やること >>
下にあるワタベウェデイングの事業再生に関する抜粋を、最後の文の後から書き継ぐこと。

抜粋本文 >>

海外ウェデイングサービスを展開するワタベウェデイングは、今後の事業再生と事業継続に向けて財務体質の抜本的な改善を図るため、私的整理のひとつ「産業競争力強化法に基づく特定認証紛争解決手続 (事業再生ADR手続)」の利用を申請し、受理された。

今回の事業再生ADR手続は、中立かつ公正な立場の事業再生実務家協会のもとで、取引金融機関のみを対象として進められる。ワタベウェデイングでは、この手続は金融債権以外の一般商取引債権を対象とせず、法的な倒産手続とは異なるため、すでに婚礼などの予約をしている顧客、各種仕入先や業務委託先、賃借物件についての賃料の支払いなどに何ら影響を与えるものではないとしている。

これを受けて、同社は興和と出資契約を締結。興和からスポンサー支援を受け、完全子会社となる。具体的には、興和を割当先とする払込金額の総額20億円の第三者割当による同社普通株式を発行。同社は非上場となる。大株主の千趣会、寿泉およびディアーズ・ブレインは、それぞれの株式を無償で同社および興和に譲渡することで合意している。

掲載項目 >>
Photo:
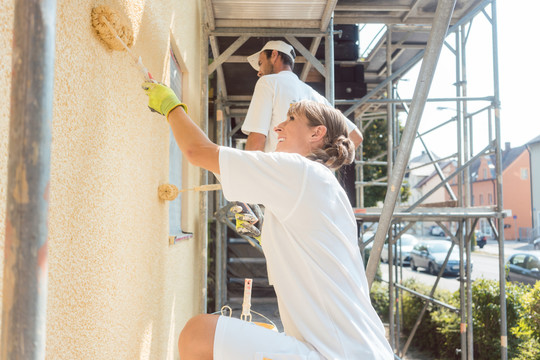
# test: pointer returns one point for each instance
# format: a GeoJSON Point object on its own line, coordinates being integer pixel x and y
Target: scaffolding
{"type": "Point", "coordinates": [393, 56]}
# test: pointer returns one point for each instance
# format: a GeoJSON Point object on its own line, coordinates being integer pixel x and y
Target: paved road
{"type": "Point", "coordinates": [485, 265]}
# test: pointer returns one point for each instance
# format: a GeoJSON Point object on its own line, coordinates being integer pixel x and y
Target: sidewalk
{"type": "Point", "coordinates": [510, 247]}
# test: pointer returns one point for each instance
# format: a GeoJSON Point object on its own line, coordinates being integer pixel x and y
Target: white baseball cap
{"type": "Point", "coordinates": [272, 45]}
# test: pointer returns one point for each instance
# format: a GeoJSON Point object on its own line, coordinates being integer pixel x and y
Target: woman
{"type": "Point", "coordinates": [309, 240]}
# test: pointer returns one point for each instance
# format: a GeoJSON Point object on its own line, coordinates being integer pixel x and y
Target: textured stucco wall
{"type": "Point", "coordinates": [6, 37]}
{"type": "Point", "coordinates": [117, 290]}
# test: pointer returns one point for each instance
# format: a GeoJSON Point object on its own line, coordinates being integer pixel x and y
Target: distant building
{"type": "Point", "coordinates": [520, 195]}
{"type": "Point", "coordinates": [534, 154]}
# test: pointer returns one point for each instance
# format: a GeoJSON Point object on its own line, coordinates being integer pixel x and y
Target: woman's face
{"type": "Point", "coordinates": [295, 136]}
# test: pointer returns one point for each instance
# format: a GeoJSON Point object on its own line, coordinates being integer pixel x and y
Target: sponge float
{"type": "Point", "coordinates": [100, 15]}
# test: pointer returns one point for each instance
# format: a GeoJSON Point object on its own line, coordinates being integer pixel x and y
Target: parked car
{"type": "Point", "coordinates": [430, 255]}
{"type": "Point", "coordinates": [536, 243]}
{"type": "Point", "coordinates": [437, 231]}
{"type": "Point", "coordinates": [404, 246]}
{"type": "Point", "coordinates": [524, 268]}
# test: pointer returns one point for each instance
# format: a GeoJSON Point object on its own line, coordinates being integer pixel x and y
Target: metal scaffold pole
{"type": "Point", "coordinates": [203, 175]}
{"type": "Point", "coordinates": [500, 223]}
{"type": "Point", "coordinates": [25, 268]}
{"type": "Point", "coordinates": [438, 33]}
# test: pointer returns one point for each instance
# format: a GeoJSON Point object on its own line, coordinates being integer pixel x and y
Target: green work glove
{"type": "Point", "coordinates": [246, 220]}
{"type": "Point", "coordinates": [161, 98]}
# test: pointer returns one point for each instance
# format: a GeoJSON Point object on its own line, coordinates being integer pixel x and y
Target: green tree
{"type": "Point", "coordinates": [375, 144]}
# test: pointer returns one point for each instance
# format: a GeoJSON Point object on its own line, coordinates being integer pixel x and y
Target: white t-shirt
{"type": "Point", "coordinates": [272, 97]}
{"type": "Point", "coordinates": [309, 239]}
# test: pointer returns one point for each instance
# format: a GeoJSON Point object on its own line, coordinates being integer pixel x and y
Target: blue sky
{"type": "Point", "coordinates": [518, 80]}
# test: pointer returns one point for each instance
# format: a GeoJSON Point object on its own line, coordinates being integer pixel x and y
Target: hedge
{"type": "Point", "coordinates": [439, 330]}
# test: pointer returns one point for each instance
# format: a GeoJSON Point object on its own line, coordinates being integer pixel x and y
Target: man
{"type": "Point", "coordinates": [275, 91]}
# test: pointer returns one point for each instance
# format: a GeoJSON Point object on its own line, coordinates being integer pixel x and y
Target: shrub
{"type": "Point", "coordinates": [427, 336]}
{"type": "Point", "coordinates": [528, 327]}
{"type": "Point", "coordinates": [380, 299]}
{"type": "Point", "coordinates": [486, 317]}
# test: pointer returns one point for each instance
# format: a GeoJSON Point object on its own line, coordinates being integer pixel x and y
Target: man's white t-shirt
{"type": "Point", "coordinates": [272, 97]}
{"type": "Point", "coordinates": [309, 239]}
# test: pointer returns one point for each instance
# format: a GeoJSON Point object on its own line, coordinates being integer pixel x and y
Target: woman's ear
{"type": "Point", "coordinates": [318, 133]}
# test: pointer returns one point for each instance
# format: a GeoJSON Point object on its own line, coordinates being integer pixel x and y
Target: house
{"type": "Point", "coordinates": [118, 286]}
{"type": "Point", "coordinates": [516, 190]}
{"type": "Point", "coordinates": [534, 153]}
{"type": "Point", "coordinates": [517, 167]}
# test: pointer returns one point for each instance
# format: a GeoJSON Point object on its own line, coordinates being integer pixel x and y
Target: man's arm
{"type": "Point", "coordinates": [356, 137]}
{"type": "Point", "coordinates": [255, 142]}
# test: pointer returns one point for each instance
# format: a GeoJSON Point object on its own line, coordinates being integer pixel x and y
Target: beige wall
{"type": "Point", "coordinates": [117, 289]}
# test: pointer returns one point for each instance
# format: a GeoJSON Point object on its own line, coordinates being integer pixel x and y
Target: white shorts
{"type": "Point", "coordinates": [240, 340]}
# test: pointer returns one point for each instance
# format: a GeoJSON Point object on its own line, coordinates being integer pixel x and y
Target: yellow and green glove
{"type": "Point", "coordinates": [161, 98]}
{"type": "Point", "coordinates": [246, 220]}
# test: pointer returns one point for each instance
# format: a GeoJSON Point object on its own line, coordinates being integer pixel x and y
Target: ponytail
{"type": "Point", "coordinates": [338, 149]}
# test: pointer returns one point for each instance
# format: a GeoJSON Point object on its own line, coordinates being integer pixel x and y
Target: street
{"type": "Point", "coordinates": [485, 265]}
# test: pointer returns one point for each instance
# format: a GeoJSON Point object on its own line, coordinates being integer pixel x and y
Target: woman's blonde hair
{"type": "Point", "coordinates": [337, 149]}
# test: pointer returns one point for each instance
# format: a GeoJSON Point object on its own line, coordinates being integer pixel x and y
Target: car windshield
{"type": "Point", "coordinates": [405, 241]}
{"type": "Point", "coordinates": [439, 246]}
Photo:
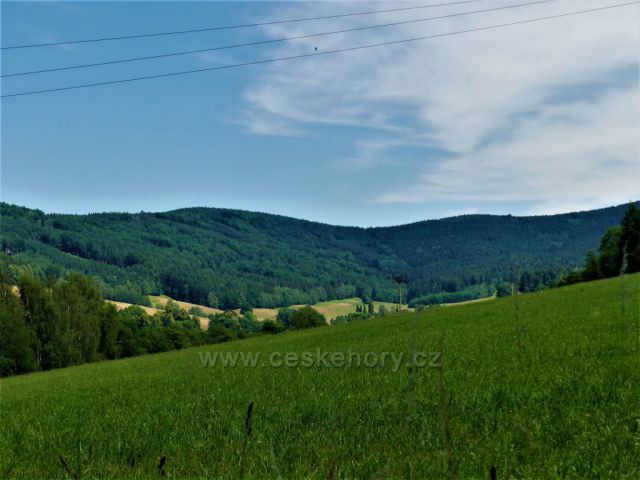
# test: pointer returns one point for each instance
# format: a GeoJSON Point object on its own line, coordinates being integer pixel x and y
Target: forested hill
{"type": "Point", "coordinates": [231, 258]}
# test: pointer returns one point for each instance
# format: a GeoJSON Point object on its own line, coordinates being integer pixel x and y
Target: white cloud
{"type": "Point", "coordinates": [498, 101]}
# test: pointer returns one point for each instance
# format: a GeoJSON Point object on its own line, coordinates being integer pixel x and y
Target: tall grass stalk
{"type": "Point", "coordinates": [446, 427]}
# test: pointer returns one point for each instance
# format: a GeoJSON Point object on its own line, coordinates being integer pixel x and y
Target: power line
{"type": "Point", "coordinates": [314, 54]}
{"type": "Point", "coordinates": [277, 40]}
{"type": "Point", "coordinates": [230, 27]}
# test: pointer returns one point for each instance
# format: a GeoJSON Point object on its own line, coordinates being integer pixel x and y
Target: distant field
{"type": "Point", "coordinates": [330, 309]}
{"type": "Point", "coordinates": [161, 300]}
{"type": "Point", "coordinates": [547, 387]}
{"type": "Point", "coordinates": [204, 321]}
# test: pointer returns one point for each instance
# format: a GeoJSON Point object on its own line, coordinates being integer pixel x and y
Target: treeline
{"type": "Point", "coordinates": [237, 259]}
{"type": "Point", "coordinates": [65, 321]}
{"type": "Point", "coordinates": [619, 252]}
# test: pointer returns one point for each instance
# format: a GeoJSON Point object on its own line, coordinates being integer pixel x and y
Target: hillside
{"type": "Point", "coordinates": [230, 258]}
{"type": "Point", "coordinates": [545, 390]}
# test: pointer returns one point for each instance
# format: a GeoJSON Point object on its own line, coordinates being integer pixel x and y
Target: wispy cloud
{"type": "Point", "coordinates": [545, 113]}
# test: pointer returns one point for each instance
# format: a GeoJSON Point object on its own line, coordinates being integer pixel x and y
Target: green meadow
{"type": "Point", "coordinates": [540, 385]}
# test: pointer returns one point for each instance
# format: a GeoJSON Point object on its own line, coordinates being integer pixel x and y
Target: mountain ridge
{"type": "Point", "coordinates": [231, 258]}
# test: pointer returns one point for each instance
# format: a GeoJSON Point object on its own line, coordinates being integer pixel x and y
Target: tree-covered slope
{"type": "Point", "coordinates": [231, 258]}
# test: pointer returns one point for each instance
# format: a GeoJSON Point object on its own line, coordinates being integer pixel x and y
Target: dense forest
{"type": "Point", "coordinates": [232, 258]}
{"type": "Point", "coordinates": [619, 252]}
{"type": "Point", "coordinates": [65, 321]}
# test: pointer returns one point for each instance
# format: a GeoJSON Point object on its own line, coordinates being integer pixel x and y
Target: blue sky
{"type": "Point", "coordinates": [535, 119]}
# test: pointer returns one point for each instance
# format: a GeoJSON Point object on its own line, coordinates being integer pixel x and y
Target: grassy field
{"type": "Point", "coordinates": [330, 309]}
{"type": "Point", "coordinates": [544, 385]}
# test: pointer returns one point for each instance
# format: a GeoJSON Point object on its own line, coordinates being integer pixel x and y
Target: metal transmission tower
{"type": "Point", "coordinates": [400, 280]}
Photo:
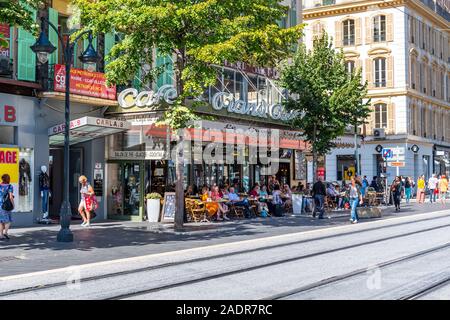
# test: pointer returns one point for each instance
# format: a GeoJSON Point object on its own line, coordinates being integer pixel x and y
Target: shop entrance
{"type": "Point", "coordinates": [56, 172]}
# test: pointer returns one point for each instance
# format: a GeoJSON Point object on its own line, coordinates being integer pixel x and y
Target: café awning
{"type": "Point", "coordinates": [86, 129]}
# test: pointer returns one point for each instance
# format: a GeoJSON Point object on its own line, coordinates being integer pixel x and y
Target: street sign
{"type": "Point", "coordinates": [387, 153]}
{"type": "Point", "coordinates": [396, 164]}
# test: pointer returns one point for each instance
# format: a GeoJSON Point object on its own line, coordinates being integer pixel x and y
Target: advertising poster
{"type": "Point", "coordinates": [9, 164]}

解答例 >>
興和との出資契約においては、スポンサー支援の前提条件として、取引金融機関による相当額の債務免除の合意などを含む事業再生計画案を成立させることが求められていたため、事業再生手続ADRの利用の申請を行った。

新型コロナウイルスの感染拡大によって海外旅行が大幅に制限されるなか、ワタベウェディングは、婚礼・宿泊・飲食・旅行などの関連事業が直接的な影響を受け、2020年12月期で営業損失109億8300万円、経常損失110億7500万円、純損失117億3800万円を計上。8億6300万円の債務超過に陥っていた。

興和は、名古屋市に本社を置き鎮痛消炎剤「バンテリン」や胃薬「キャベジン」など医薬品事業で知られる企業。一部ホスピタリティ事業も行っており、名古屋では「名古屋観光ホテル」「ナゴヤキャッスル」、ハワイに「ESPACIO」などホテルを傘下にもつ。